Exercise brief
Could you return the full listing, every line exactly as given?

Records for the exercise
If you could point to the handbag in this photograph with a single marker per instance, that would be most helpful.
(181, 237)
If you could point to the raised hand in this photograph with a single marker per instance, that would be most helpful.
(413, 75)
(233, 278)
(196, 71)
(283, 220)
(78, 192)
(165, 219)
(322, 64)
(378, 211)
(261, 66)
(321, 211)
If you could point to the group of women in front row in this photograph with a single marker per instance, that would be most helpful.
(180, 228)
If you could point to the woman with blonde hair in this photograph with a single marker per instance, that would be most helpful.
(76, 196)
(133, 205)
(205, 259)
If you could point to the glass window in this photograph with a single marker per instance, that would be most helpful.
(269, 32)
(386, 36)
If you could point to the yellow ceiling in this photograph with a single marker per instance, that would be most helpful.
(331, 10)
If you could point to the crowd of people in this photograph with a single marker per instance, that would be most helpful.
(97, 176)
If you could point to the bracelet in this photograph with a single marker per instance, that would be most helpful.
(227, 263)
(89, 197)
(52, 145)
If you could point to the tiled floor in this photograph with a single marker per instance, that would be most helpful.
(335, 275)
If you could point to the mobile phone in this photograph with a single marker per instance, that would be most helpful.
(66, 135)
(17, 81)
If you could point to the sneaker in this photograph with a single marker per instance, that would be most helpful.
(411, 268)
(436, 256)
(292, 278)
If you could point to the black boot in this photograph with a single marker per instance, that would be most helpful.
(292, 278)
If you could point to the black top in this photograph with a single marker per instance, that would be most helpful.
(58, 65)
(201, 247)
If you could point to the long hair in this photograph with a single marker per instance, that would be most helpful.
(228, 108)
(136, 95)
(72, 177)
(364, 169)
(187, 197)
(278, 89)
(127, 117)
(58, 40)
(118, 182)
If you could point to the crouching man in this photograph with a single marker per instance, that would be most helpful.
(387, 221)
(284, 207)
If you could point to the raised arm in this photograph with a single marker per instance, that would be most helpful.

Exercise solution
If you could point to the handbag in this photograph with a single marker per instance, that would be most helpful.
(181, 237)
If you could point to the raised hand in this photograph with a single marker per instance, that would be most helpful.
(413, 75)
(233, 278)
(196, 71)
(283, 220)
(78, 192)
(165, 219)
(322, 64)
(378, 211)
(261, 66)
(321, 211)
If you could point to the group of women in front row in this photograph with a single marker per instance, that would be most helpful.
(180, 228)
If you could point to the woman with blonde hair in this photograph with a single marker per instance, that would be most helpful.
(76, 196)
(133, 205)
(205, 259)
If you could point to the glass window in this photograph with a single marker per instance, that would be most helpful.
(269, 32)
(386, 36)
If you could point to the yellow ceiling in this photograph with a single marker per instance, that would be most helpful.
(331, 10)
If you could point to the crowd of people in this photograph with a single marker per instance, that would be most helpful.
(97, 176)
If you could point to the bracelet in this photograph with a single marker per instance, that would be most helpful.
(227, 263)
(89, 197)
(52, 145)
If you could point to the tiled floor in this photograph with a single marker per instance, that would be most helpful.
(335, 275)
If you could point to the mobile phone in this photograph with a single marker per instance, that would be most helpful.
(66, 135)
(17, 81)
If you could point to the sneaker in this photograph with a single marker per instance, that would be most helpful.
(411, 268)
(436, 256)
(292, 278)
If you could point to the black boot in this photograph with a single marker per instance, that would be most helpful.
(292, 278)
If you could point to the black top in this photograph with a single marker per instance, that would be most helpful.
(58, 65)
(201, 247)
If you could point to the long hair in this photograph with a single marker per instance, that would be most helpful.
(228, 108)
(136, 95)
(72, 177)
(364, 169)
(187, 197)
(278, 89)
(127, 117)
(58, 40)
(118, 182)
If you could point to the crouching man in this photograph with a single marker per instance, that would be most helpful.
(387, 221)
(284, 207)
If you could point to the raised arm in this photograph with a single marker per instance, that would be most helpful.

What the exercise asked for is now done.